= TEKST STRONY =

Donald Tusk, który miał „powrócić do Polski na białym koniu” i „totalnych” zbawić, olał to wszystko i ogłosił:
Nie będę kandydował w wyborach prezydenckich, bo jestem obciążony”.
Tu trzeba jednak przypomnieć jego oświadczenie jako premiera Polski (2014 rok!), - „Nigdzie do Europy się nie wybieram!”, po którym natychmiast uciekł do tej Europy właśnie, na nobliwy i dochodowy, ale nic dla niego nie stanowiący (pisałem już dawno – prawdziwie polski polityk mógłby tu wiele osiągnąć!), stołek przewodniczącego Rady Europejskiej!
Nie jest to zbyt prawdopodobne, ani zbyt etyczne (ale kiedy Tusk miał z etyką problemy?), ale możliwość jednak istnieje – może w takim styczniu lub lutym nawet „król Europy” jednak powie, wzorem naszego noblisty „nie chcem, ale muszę”, bo tysiące Polaków mnie o to proszą, i jednak „do Polski” wróci?

= WPISY ZBIORU DANYCH =

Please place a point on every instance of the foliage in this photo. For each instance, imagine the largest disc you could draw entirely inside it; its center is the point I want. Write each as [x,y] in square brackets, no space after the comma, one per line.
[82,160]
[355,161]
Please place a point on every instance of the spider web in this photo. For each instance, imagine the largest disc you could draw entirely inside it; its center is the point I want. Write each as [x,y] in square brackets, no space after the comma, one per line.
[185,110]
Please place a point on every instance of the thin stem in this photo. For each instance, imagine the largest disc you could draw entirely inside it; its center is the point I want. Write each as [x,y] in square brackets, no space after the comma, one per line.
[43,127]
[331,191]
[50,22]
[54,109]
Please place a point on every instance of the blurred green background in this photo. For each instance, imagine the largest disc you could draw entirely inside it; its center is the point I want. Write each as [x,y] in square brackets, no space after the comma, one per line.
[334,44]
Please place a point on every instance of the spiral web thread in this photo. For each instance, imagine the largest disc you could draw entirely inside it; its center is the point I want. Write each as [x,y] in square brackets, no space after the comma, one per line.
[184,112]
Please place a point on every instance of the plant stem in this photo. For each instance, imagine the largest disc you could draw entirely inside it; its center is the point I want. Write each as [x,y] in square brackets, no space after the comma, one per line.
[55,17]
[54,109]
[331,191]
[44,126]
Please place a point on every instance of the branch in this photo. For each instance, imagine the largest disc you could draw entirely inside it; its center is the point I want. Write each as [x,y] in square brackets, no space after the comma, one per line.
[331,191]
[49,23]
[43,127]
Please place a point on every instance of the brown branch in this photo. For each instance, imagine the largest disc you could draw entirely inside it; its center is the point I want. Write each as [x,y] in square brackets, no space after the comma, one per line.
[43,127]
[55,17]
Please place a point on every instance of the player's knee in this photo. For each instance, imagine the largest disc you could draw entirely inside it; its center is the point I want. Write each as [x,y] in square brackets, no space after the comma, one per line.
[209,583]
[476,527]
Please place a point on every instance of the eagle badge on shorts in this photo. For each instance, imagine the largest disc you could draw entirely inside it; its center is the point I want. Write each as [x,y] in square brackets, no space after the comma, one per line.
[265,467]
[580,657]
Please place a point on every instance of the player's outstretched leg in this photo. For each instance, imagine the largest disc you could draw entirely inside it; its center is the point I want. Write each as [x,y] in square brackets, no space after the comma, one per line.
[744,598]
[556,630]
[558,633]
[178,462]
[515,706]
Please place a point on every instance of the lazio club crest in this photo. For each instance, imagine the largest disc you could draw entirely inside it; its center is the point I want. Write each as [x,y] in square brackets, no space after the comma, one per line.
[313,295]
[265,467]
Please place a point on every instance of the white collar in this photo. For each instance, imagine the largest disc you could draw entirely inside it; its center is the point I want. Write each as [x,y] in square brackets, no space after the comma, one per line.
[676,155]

= WYMAGANIA ZADAŃ =
1. Wypisz z tekstu o Donaldzie Tusku dosłownie fragment od „Tu trzeba jednak” do „przewodniczącego Rady Europejskiej!”.
2. W którym roku Donald Tusk jako premier oświadczył w tekście o nim, że nigdzie do Europy się nie wybiera?
Wpisy nie mają tu żadnego znaczenia.

= ROZWIĄZANIA ZADAŃ =
1.
Tu trzeba jednak przypomnieć jego oświadczenie jako premiera Polski (2014 rok!), - „Nigdzie do Europy się nie wybieram!”, po którym natychmiast uciekł do tej Europy właśnie, na nobliwy i dochodowy, ale nic dla niego nie stanowiący (pisałem już dawno – prawdziwie polski polityk mógłby tu wiele osiągnąć!), stołek przewodniczącego Rady Europejskiej!

2. W 2014 roku.